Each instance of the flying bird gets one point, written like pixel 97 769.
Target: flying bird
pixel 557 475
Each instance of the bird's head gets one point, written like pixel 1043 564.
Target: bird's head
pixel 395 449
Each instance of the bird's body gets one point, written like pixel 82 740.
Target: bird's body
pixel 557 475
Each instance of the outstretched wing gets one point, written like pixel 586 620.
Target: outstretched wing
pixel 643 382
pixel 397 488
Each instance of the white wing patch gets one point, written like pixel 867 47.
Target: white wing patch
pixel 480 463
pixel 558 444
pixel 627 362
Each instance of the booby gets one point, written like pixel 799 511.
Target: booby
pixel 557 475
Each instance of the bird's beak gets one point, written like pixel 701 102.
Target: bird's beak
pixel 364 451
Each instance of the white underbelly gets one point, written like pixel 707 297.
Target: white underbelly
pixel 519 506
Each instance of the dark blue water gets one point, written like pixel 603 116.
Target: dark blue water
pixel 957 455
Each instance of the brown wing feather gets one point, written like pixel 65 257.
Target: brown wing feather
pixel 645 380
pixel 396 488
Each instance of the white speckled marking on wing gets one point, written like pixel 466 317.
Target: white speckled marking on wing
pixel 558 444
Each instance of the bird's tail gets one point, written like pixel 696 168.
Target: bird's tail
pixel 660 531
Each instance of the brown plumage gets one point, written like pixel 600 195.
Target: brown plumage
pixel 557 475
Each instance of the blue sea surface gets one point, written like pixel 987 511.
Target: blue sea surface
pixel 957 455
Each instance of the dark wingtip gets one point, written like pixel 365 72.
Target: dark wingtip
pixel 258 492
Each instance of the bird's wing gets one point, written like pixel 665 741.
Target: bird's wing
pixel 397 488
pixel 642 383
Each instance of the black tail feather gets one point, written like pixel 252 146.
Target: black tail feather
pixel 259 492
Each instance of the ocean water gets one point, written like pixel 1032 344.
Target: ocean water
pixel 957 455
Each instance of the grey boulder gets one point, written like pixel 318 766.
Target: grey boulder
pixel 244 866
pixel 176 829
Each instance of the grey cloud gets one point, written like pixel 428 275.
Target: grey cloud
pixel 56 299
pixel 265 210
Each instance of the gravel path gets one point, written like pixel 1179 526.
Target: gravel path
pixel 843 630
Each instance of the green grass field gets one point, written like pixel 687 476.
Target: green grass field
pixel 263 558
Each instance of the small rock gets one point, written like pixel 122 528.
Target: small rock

○ ○ ○ ○ ○ ○ ○

_GOAL OF THE EXERCISE_
Output every line of the records above as a numbered list, leaving out any blank lines.

_EXERCISE RESPONSE_
1. Each instance of the flying bird gets one point, written like pixel 97 769.
2. Target: flying bird
3. pixel 557 475
4. Each instance of the bird's head gets one point, written like pixel 1043 564.
5. Target: bird's head
6. pixel 395 449
7. Each instance of the bird's body gets one point, written like pixel 82 740.
8. Target: bird's body
9. pixel 557 475
10. Each instance of the outstretched wing gets one point, written like pixel 586 620.
11. Target: outstretched wing
12. pixel 643 382
13. pixel 397 488
14. Each instance of the white wing patch gets one point, written like pixel 867 47.
15. Target: white wing patch
16. pixel 480 463
17. pixel 558 444
18. pixel 627 362
19. Each instance of the booby gets one point, written like pixel 799 511.
20. Target: booby
21. pixel 557 475
22. Each instance of the bird's beak gets one point, written like pixel 701 102.
23. Target: bird's beak
24. pixel 364 451
25. Each instance of the white underbelly gets one point, written like pixel 707 297.
26. Target: white underbelly
27. pixel 519 506
28. Each instance of the dark blue water gets one point, written like pixel 603 116.
29. Target: dark blue water
30. pixel 957 455
31. Each instance of the brown wing feather gets one point, written like pixel 65 257.
32. Target: brown wing feather
33. pixel 645 380
34. pixel 396 488
35. Each instance of the white speckled marking on wing gets one point, written like pixel 466 317.
36. Target: white speckled marking on wing
37. pixel 558 444
38. Each instance of the bird's tail gets one point, written like pixel 696 168.
39. Target: bird's tail
40. pixel 660 531
41. Each instance of the brown plumage gets one point, written like pixel 600 195.
42. Target: brown plumage
43. pixel 557 475
44. Each instance of the blue sea surface gets one point, written like pixel 987 511.
45. Target: blue sea surface
46. pixel 957 455
47. Each instance of the dark wingtip gets one point, written like pixel 365 72.
48. Target: dark wingtip
49. pixel 258 492
50. Each instance of the bird's wing gets one point, written like pixel 665 741.
51. Target: bird's wing
52. pixel 397 488
53. pixel 642 383
54. Each instance of the black tail feather gets one point, written like pixel 252 146.
55. Target: black tail feather
56. pixel 259 492
57. Each instance of the ocean water gets one point, written like pixel 1032 344.
58. Target: ocean water
59. pixel 957 455
60. Each instance of the grey boulder gets one point, written like pixel 318 766.
61. Target: grey boulder
62. pixel 244 866
63. pixel 176 829
64. Each instance of the grey cloud gets one point, written like pixel 428 275.
65. Target: grey cloud
66. pixel 56 299
67. pixel 265 210
68. Each instance of the gravel path gets one point, written like pixel 1179 526.
69. Target: gravel path
70. pixel 843 630
71. Each instance of the green grass field gets one point, written like pixel 687 476.
72. Target: green grass field
73. pixel 263 558
74. Each instance of the small rock gets one point, written like pixel 122 528.
75. Target: small rock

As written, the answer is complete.